* Da fare *
a: Nel testo sugli ulivi del Salento, puoi riscrivere più in breve il paragrafo che inizia con «Erano cittadini come tanti», conservandone i fatti principali?
b: Riscrivi il passo del testo sugli ulivi del Salento che va da "Erano cittadini come" fino a "con un fratello.", mettendo "escavatrici" al posto di "ruspe".

* Testo in esame *

--------------------------------

Erano cittadini come tanti. Madri, padri, studenti, contadini, professionisti e anche bambini. Erano duecento e nel novembre del 2015 hanno bloccato il traffico ferroviario alla stazione di San Pietro Vernotico, in provincia di Brindisi, per opporsi all’abbattimento degli ulivi millenari del Salento. Lo hanno fatto mettendosi davanti alle ruspe, dormendo vicino alle loro piante, abbracciandole come si fa con un amico o con un fratello.
Quarantasei di questi sono stati identificati e denunciati dalla digos. L’accusa? Aver omesso di avvisare le autorità competenti che quel giorno si sarebbe tenuta la manifestazione, “cagionando un danno ai passeggeri e alle Ferrovie dello Stato, oltre che una interruzione di pubblico servizio”.

--------------------------------

Dati di origine
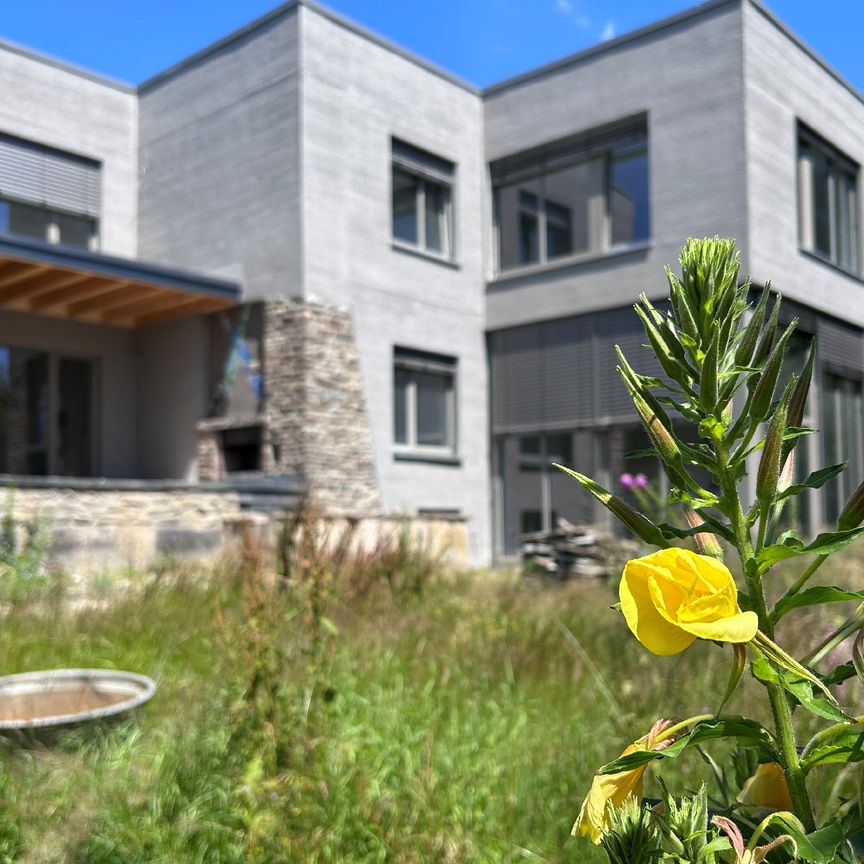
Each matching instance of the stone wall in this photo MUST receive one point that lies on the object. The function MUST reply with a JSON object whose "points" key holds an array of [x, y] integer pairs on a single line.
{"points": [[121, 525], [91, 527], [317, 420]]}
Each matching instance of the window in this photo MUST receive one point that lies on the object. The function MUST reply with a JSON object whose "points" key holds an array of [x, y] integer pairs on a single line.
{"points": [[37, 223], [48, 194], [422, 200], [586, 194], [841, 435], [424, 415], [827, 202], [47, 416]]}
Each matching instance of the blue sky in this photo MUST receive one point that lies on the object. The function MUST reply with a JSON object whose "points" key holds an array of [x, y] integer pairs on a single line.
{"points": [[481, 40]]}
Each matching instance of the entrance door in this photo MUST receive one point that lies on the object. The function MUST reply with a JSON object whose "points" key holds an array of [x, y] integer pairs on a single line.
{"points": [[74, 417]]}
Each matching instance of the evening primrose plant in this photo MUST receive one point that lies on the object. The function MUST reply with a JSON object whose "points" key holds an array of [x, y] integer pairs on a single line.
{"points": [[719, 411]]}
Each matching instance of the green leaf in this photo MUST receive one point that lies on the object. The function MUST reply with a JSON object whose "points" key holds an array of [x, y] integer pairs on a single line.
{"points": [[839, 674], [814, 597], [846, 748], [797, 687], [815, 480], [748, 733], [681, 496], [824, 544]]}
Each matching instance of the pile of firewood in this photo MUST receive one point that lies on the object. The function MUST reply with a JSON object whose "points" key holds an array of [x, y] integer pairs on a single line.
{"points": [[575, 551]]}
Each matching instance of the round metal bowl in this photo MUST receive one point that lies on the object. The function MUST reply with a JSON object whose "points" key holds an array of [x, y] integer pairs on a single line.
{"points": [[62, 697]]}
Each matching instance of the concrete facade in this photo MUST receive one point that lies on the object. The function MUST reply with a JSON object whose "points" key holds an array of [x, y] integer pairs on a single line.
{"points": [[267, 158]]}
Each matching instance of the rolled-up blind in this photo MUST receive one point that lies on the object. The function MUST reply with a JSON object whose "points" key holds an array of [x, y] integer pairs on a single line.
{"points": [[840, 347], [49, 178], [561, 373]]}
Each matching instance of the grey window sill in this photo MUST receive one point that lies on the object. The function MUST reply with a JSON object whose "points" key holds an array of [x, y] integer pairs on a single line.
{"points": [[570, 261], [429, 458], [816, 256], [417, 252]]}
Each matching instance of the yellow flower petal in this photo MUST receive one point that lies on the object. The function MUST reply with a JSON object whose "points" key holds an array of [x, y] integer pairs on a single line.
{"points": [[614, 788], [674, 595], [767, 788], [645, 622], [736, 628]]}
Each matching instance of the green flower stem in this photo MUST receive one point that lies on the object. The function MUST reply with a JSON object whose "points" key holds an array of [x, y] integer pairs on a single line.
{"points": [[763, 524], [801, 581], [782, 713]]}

--------------------------------

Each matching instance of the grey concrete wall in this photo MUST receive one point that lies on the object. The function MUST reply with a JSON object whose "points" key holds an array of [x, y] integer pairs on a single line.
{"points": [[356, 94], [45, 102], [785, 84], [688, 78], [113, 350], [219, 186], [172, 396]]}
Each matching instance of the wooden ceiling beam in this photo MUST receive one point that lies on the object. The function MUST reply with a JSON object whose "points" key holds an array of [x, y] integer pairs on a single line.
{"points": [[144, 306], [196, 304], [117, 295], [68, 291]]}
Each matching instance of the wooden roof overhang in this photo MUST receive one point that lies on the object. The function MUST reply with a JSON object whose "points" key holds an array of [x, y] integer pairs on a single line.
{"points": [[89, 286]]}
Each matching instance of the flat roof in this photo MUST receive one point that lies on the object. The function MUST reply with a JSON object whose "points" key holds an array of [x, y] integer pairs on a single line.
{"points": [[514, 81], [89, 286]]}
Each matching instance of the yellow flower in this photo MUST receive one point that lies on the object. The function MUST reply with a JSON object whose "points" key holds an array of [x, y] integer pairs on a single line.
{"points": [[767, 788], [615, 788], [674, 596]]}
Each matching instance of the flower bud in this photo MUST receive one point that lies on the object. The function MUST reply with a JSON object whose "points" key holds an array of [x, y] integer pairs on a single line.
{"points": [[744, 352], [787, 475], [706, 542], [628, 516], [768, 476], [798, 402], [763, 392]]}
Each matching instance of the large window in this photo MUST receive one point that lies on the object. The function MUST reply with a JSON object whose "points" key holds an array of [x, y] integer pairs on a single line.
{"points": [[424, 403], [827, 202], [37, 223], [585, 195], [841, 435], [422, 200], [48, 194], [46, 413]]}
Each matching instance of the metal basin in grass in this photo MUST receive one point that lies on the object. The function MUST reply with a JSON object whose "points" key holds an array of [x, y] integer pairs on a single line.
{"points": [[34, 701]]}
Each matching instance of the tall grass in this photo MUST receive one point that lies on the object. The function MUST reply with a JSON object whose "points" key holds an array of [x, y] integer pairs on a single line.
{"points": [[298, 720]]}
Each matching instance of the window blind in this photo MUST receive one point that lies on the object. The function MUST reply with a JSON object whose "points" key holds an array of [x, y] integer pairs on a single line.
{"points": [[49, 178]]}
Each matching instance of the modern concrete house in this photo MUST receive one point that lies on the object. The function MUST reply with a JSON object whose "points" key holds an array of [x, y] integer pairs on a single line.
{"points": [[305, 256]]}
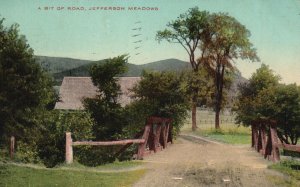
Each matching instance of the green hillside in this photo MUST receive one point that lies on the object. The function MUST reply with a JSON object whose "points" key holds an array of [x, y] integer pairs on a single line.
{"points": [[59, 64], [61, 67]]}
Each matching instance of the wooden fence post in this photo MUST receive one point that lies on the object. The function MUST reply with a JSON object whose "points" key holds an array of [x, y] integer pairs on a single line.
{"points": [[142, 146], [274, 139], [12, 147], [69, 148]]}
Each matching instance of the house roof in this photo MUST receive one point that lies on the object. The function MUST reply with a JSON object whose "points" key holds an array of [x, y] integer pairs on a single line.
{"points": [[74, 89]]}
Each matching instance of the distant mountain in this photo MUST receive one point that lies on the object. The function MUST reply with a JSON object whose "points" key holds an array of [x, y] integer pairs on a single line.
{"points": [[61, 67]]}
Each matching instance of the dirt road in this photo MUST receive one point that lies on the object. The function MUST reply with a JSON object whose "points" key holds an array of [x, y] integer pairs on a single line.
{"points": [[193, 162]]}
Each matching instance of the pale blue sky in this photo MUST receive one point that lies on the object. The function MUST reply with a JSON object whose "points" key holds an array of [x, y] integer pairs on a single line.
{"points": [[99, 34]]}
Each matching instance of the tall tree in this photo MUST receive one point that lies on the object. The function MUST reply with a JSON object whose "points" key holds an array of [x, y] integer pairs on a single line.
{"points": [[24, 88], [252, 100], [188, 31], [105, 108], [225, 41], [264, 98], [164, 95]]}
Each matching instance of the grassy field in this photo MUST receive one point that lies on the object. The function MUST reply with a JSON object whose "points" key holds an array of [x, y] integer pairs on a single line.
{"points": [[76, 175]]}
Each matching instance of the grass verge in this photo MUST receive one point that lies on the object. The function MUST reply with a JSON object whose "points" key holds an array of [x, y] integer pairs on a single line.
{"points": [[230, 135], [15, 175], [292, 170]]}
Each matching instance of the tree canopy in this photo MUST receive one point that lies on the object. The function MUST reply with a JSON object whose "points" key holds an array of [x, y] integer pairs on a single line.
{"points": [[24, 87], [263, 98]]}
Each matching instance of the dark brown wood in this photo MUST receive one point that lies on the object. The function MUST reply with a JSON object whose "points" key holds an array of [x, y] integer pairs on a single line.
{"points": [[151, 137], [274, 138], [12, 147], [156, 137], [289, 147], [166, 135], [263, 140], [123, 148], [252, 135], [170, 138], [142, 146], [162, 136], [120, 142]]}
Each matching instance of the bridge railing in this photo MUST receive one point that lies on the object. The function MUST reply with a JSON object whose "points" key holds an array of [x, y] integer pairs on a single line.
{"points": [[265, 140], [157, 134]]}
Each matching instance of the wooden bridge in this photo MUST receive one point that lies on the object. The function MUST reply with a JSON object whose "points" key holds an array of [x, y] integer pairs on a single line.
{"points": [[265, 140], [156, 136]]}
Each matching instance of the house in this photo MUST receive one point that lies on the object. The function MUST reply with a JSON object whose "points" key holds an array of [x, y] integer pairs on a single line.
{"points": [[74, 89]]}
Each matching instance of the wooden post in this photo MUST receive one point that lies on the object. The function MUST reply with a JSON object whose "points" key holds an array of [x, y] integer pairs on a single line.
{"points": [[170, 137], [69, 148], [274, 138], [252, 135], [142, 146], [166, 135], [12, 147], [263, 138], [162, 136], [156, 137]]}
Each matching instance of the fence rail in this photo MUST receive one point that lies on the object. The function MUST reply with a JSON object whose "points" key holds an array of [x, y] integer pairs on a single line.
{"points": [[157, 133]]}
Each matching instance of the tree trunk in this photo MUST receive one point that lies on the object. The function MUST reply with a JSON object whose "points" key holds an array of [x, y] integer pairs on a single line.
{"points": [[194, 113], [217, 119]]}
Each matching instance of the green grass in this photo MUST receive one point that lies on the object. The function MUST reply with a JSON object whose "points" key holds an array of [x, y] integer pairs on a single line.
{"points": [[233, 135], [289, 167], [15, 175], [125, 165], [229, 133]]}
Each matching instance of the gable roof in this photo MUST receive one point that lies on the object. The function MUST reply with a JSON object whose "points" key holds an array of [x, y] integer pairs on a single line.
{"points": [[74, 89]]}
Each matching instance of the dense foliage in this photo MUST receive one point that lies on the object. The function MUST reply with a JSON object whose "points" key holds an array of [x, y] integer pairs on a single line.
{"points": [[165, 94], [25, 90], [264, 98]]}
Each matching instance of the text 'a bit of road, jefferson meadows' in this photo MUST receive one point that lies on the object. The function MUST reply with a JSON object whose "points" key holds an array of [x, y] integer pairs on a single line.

--------------------------------

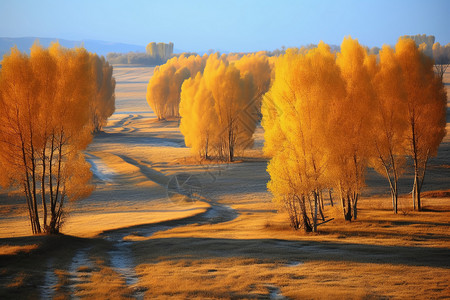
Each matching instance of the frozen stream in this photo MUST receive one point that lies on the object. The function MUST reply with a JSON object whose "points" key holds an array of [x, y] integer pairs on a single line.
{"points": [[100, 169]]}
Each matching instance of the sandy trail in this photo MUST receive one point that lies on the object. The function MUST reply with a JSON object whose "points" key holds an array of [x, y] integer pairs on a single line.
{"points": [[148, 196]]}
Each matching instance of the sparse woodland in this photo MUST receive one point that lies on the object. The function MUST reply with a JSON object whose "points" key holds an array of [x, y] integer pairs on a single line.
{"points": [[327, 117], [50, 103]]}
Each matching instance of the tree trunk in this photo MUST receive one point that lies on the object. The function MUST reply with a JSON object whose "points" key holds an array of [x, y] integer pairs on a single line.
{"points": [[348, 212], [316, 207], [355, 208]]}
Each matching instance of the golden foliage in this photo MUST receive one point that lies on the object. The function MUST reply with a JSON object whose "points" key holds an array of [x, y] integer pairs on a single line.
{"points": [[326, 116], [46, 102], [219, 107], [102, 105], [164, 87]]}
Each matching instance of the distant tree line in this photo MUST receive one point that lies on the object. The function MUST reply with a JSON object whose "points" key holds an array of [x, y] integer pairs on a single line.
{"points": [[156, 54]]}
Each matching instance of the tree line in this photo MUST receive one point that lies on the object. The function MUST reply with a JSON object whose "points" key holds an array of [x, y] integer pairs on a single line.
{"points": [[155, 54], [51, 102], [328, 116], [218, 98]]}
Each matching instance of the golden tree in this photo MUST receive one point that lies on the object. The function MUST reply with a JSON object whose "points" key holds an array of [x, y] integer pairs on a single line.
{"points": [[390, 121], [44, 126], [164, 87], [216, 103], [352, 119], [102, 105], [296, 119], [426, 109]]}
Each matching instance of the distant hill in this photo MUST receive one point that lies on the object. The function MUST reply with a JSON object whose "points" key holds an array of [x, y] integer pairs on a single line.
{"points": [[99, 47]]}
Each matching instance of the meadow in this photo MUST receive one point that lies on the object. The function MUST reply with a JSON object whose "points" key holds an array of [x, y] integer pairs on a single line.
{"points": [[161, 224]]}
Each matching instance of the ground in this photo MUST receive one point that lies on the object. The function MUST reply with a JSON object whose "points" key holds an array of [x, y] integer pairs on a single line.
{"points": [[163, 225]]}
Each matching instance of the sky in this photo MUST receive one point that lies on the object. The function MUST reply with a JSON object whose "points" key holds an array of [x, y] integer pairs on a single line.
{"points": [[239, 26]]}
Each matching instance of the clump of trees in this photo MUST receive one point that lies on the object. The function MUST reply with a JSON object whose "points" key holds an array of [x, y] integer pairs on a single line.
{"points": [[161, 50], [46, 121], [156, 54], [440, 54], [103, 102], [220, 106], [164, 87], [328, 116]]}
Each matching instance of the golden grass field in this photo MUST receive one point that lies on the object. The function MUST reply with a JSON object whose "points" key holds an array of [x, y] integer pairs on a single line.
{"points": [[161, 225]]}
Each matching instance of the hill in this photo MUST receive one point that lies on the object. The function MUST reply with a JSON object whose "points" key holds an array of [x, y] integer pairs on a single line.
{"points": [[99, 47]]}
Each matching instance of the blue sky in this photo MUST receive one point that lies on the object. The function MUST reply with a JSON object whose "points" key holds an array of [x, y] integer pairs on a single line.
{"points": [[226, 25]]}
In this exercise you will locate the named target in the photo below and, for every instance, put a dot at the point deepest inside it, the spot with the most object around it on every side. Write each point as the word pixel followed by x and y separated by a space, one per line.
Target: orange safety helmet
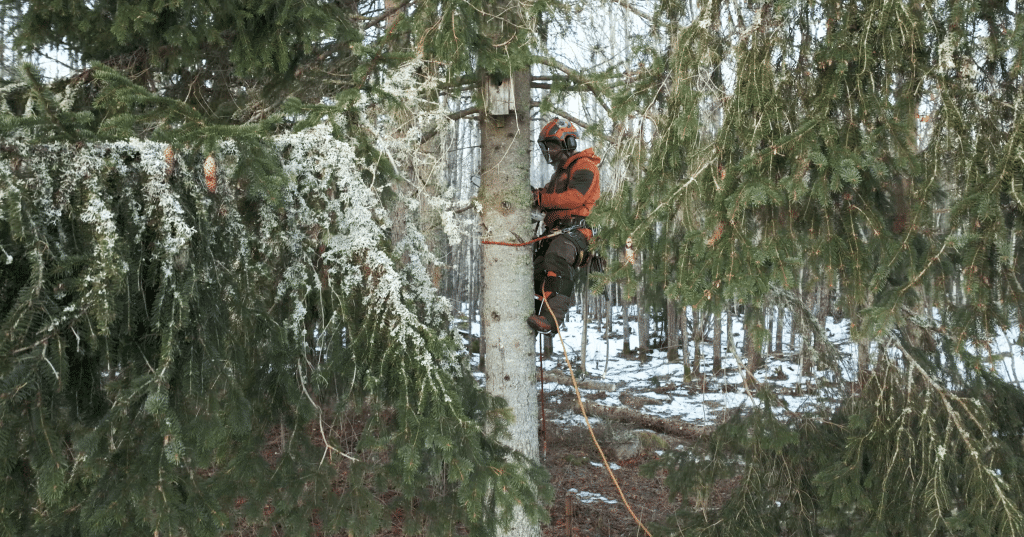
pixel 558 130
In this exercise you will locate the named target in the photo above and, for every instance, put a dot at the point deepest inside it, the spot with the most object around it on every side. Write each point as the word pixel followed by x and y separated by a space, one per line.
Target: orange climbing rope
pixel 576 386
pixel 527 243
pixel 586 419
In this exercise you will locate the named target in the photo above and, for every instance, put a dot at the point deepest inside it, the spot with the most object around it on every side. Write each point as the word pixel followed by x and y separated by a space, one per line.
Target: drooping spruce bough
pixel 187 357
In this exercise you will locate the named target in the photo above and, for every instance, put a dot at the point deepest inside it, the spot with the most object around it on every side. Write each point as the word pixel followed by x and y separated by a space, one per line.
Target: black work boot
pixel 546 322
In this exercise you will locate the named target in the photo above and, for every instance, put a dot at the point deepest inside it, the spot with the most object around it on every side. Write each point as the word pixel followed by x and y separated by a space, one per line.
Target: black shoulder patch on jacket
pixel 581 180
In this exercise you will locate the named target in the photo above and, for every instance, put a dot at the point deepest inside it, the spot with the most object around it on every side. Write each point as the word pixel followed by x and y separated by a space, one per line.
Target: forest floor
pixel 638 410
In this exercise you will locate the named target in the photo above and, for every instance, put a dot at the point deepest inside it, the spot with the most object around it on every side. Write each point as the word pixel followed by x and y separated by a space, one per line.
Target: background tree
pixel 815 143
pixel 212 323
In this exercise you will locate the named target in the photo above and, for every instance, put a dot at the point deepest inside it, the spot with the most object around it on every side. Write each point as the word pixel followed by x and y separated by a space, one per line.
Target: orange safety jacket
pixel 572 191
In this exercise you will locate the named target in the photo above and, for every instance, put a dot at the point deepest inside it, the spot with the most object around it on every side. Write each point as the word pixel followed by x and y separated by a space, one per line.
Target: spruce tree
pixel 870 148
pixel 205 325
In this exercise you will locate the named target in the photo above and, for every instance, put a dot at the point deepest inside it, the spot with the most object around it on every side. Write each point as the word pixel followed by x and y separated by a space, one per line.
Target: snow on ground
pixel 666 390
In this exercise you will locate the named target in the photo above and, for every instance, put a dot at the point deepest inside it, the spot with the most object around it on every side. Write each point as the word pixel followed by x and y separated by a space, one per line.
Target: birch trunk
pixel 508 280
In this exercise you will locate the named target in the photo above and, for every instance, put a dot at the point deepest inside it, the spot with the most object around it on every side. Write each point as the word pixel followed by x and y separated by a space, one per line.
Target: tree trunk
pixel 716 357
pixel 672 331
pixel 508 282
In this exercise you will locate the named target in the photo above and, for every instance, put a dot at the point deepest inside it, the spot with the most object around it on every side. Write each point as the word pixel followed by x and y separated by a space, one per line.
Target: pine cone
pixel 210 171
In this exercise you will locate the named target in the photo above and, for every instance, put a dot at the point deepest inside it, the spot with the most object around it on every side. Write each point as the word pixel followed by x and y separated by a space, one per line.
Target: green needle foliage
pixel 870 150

--------------------------------

* Soluzioni *
a: Nel novembre del 2015 duecento cittadini comuni (madri, padri, studenti, contadini, professionisti e bambini) hanno bloccato il traffico ferroviario alla stazione di San Pietro Vernotico, in provincia di Brindisi. Protestavano contro l'abbattimento degli ulivi millenari del Salento. Si sono messi davanti alle ruspe, hanno dormito accanto alle piante e le hanno abbracciate.

b:
Erano cittadini come tanti. Madri, padri, studenti, contadini, professionisti e anche bambini. Erano duecento e nel novembre del 2015 hanno bloccato il traffico ferroviario alla stazione di San Pietro Vernotico, in provincia di Brindisi, per opporsi all’abbattimento degli ulivi millenari del Salento. Lo hanno fatto mettendosi davanti alle escavatrici, dormendo vicino alle loro piante, abbracciandole come si fa con un amico o con un fratello.